_PROBLEM DESCRIPTION_
Repeat all the records exactly, omitting pictures.

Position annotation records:
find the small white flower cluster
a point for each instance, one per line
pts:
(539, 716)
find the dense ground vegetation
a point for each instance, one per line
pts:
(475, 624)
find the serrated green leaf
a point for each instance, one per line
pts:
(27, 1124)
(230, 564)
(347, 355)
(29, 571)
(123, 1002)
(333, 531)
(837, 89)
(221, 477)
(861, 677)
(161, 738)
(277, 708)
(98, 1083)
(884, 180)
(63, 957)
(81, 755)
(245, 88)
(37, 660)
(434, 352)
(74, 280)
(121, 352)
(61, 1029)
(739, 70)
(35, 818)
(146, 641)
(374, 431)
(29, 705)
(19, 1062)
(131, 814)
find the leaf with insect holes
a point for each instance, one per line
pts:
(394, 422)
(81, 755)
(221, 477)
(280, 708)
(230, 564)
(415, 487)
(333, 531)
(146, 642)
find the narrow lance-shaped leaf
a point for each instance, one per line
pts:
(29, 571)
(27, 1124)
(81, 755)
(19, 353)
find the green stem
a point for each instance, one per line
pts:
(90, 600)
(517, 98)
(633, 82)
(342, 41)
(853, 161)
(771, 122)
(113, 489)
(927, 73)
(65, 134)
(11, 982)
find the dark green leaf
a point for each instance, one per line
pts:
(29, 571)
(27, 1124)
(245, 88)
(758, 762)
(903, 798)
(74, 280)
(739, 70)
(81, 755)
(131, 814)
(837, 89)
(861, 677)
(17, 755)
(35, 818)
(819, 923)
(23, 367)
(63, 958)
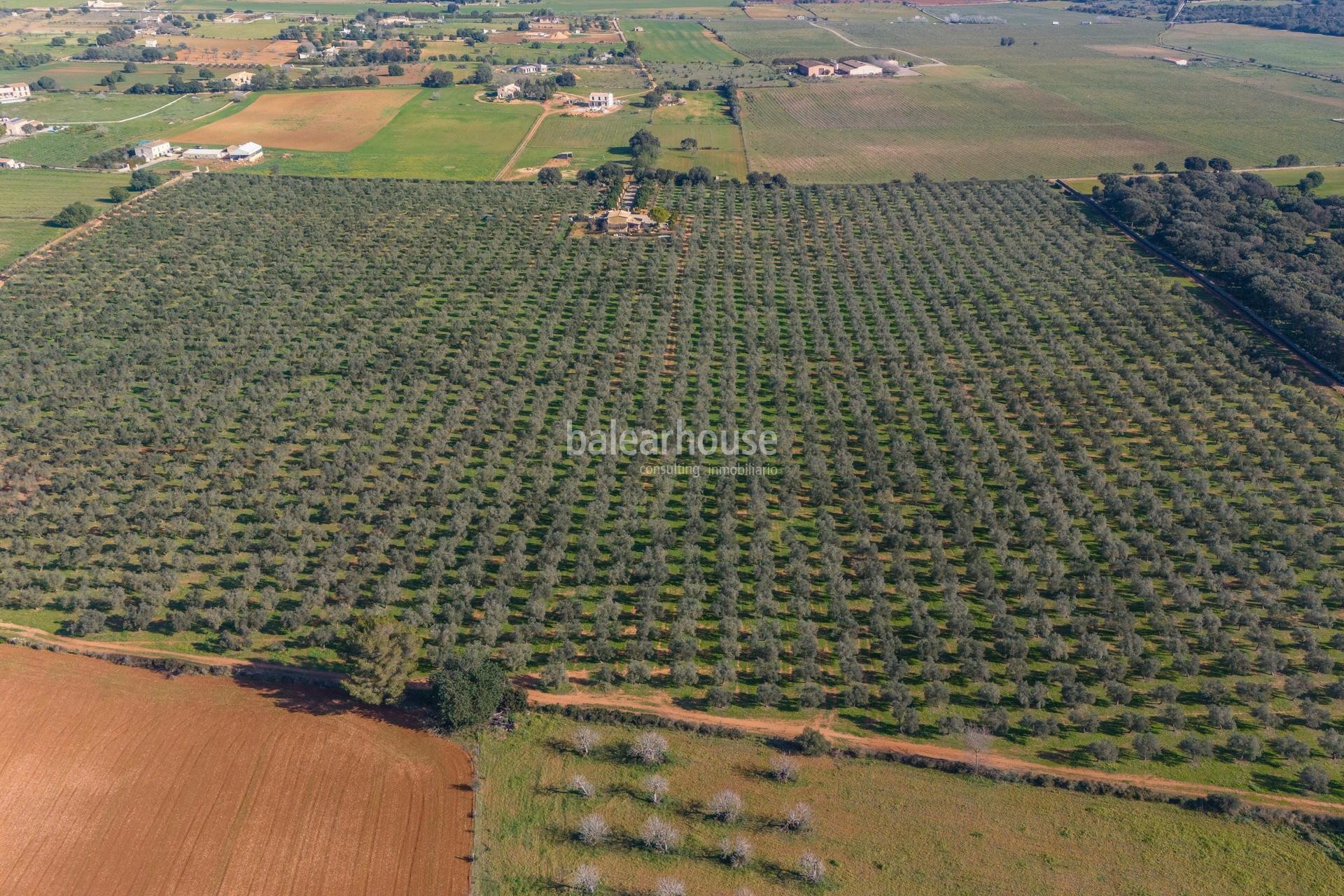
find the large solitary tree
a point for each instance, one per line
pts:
(384, 653)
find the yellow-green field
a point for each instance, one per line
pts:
(30, 197)
(878, 828)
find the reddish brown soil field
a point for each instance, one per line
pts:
(122, 782)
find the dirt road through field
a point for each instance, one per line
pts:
(824, 723)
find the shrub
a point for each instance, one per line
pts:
(811, 868)
(799, 817)
(736, 852)
(812, 743)
(582, 786)
(656, 788)
(724, 805)
(1315, 778)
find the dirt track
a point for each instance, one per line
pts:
(823, 723)
(122, 782)
(662, 706)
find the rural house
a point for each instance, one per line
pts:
(14, 93)
(857, 69)
(151, 149)
(18, 127)
(245, 152)
(813, 69)
(617, 220)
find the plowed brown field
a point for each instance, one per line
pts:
(122, 782)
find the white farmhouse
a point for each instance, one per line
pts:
(245, 152)
(14, 93)
(151, 149)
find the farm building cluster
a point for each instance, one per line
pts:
(846, 69)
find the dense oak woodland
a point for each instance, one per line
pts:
(1282, 250)
(1315, 16)
(1023, 480)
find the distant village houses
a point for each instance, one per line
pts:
(14, 93)
(857, 69)
(18, 127)
(617, 220)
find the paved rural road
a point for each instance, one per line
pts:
(93, 648)
(662, 706)
(863, 46)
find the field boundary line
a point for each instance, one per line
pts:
(121, 121)
(863, 46)
(1276, 335)
(97, 220)
(882, 743)
(523, 143)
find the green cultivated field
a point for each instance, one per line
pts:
(1065, 99)
(948, 124)
(1323, 54)
(1026, 479)
(676, 42)
(879, 828)
(29, 198)
(600, 140)
(452, 137)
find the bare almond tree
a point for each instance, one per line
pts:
(799, 817)
(724, 805)
(650, 748)
(977, 742)
(593, 830)
(811, 868)
(585, 879)
(582, 786)
(736, 850)
(659, 834)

_CORRECT OUTPUT_
find the small white flower cluster
a point for each instance, one per line
pts:
(539, 716)
find the dense ground vegetation
a point for each instance, one per line
pts:
(475, 624)
find the serrated green leaf
a point for each instance, one per line
pts:
(27, 1124)
(230, 564)
(347, 355)
(29, 571)
(123, 1002)
(333, 531)
(837, 89)
(221, 477)
(861, 677)
(161, 738)
(277, 708)
(98, 1083)
(884, 180)
(63, 957)
(81, 755)
(245, 88)
(37, 660)
(434, 352)
(74, 280)
(121, 352)
(61, 1029)
(739, 70)
(35, 818)
(146, 641)
(374, 431)
(29, 705)
(19, 1062)
(131, 814)
find the leaf with insect holes
a point for each instance, one per line
pts:
(394, 422)
(81, 755)
(221, 477)
(280, 708)
(230, 564)
(415, 487)
(333, 531)
(146, 642)
find the narrow lance-shaped leaf
a point for each instance, one per line
pts:
(29, 571)
(27, 1124)
(81, 755)
(19, 353)
find the green stem
a point for each instance, one per line
pts:
(90, 600)
(517, 98)
(633, 82)
(342, 41)
(853, 161)
(771, 122)
(113, 489)
(927, 73)
(65, 134)
(11, 982)
find the dark green leaf
a point for each instance, one per line
pts:
(29, 571)
(27, 1124)
(245, 88)
(758, 762)
(903, 798)
(74, 280)
(739, 70)
(81, 755)
(131, 814)
(837, 89)
(861, 677)
(17, 755)
(35, 818)
(819, 923)
(23, 367)
(63, 958)
find the large solitary tree
a point for each instance, one per line
pts:
(384, 653)
find the yellow-green field
a point for each instance, one per line
pts:
(30, 197)
(878, 828)
find the reddish brown soil field
a point for each instance, one per line
pts:
(122, 782)
find the dirt road through field
a point for each instance, one per line
pts:
(824, 723)
find the shrub
a point for each instance, one per line
pts:
(811, 868)
(799, 817)
(736, 852)
(812, 743)
(582, 786)
(656, 788)
(724, 805)
(1315, 778)
find the dirt track
a point for each instance, one per line
pts:
(823, 723)
(122, 782)
(662, 706)
find the rural house
a point for each instance, one per line
pts:
(14, 93)
(857, 69)
(151, 149)
(18, 127)
(245, 152)
(813, 69)
(617, 220)
find the plowed brown field
a point for each instance, one per line
pts:
(122, 782)
find the white farmhouse
a point for each instance, one per line
pts:
(245, 152)
(14, 93)
(151, 149)
find the farm building cluster
a point for each instance, one per line
pts:
(846, 69)
find the dense oak woodland
a point for each instance, one per line
pts:
(1282, 250)
(1315, 16)
(1023, 480)
find the distant village houses
a point for each instance, one per line
pts:
(14, 93)
(857, 69)
(18, 127)
(617, 220)
find the paved rural road
a point for each instance, one per line
pts:
(93, 648)
(662, 706)
(863, 46)
find the field boundary line
a point for each instance, one per line
pts:
(121, 121)
(863, 46)
(1276, 335)
(97, 220)
(882, 743)
(523, 143)
find the green cultivated field
a point for each instance, one per line
pts:
(1065, 99)
(948, 124)
(1323, 54)
(1026, 479)
(676, 42)
(879, 828)
(29, 198)
(600, 140)
(452, 137)
find the bare almond tree
a point for each instance, one per line
pts:
(799, 817)
(724, 805)
(650, 748)
(977, 742)
(593, 830)
(811, 868)
(585, 879)
(582, 786)
(736, 850)
(659, 834)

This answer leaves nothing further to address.